* [Task brief] Copy the lines of the first records verbatim, from the line with "e.g. [(306, 265)]" to the line with "[(278, 158), (182, 156)]", both included, and omit the pictures.

* [Items]
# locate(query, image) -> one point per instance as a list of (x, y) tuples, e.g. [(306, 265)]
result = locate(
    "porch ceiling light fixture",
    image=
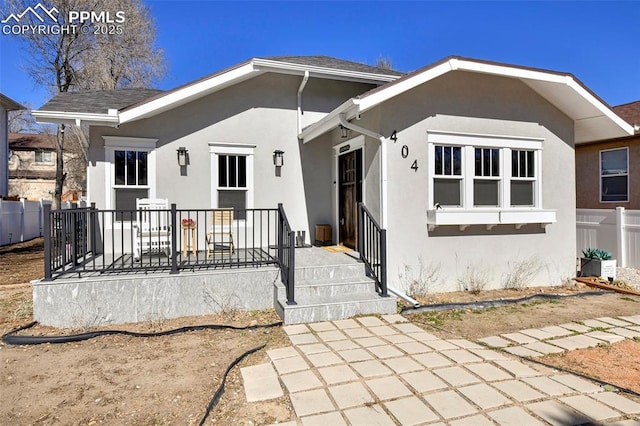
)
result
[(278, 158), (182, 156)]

---

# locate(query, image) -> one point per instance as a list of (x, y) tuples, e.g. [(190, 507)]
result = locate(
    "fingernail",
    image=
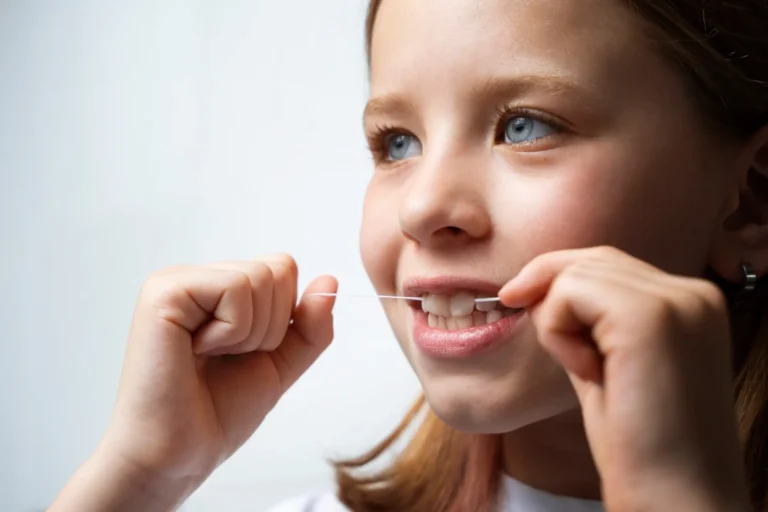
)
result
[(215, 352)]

==

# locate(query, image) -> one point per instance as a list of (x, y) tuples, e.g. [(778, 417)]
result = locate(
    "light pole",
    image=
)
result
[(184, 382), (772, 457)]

* [Solution for this exercise]
# locate(query, image) -> one point per instance as a list of (x, y) tuples, e.g. [(306, 265)]
result = locate(
    "porch ceiling light fixture",
    image=
)
result
[(278, 158), (182, 156)]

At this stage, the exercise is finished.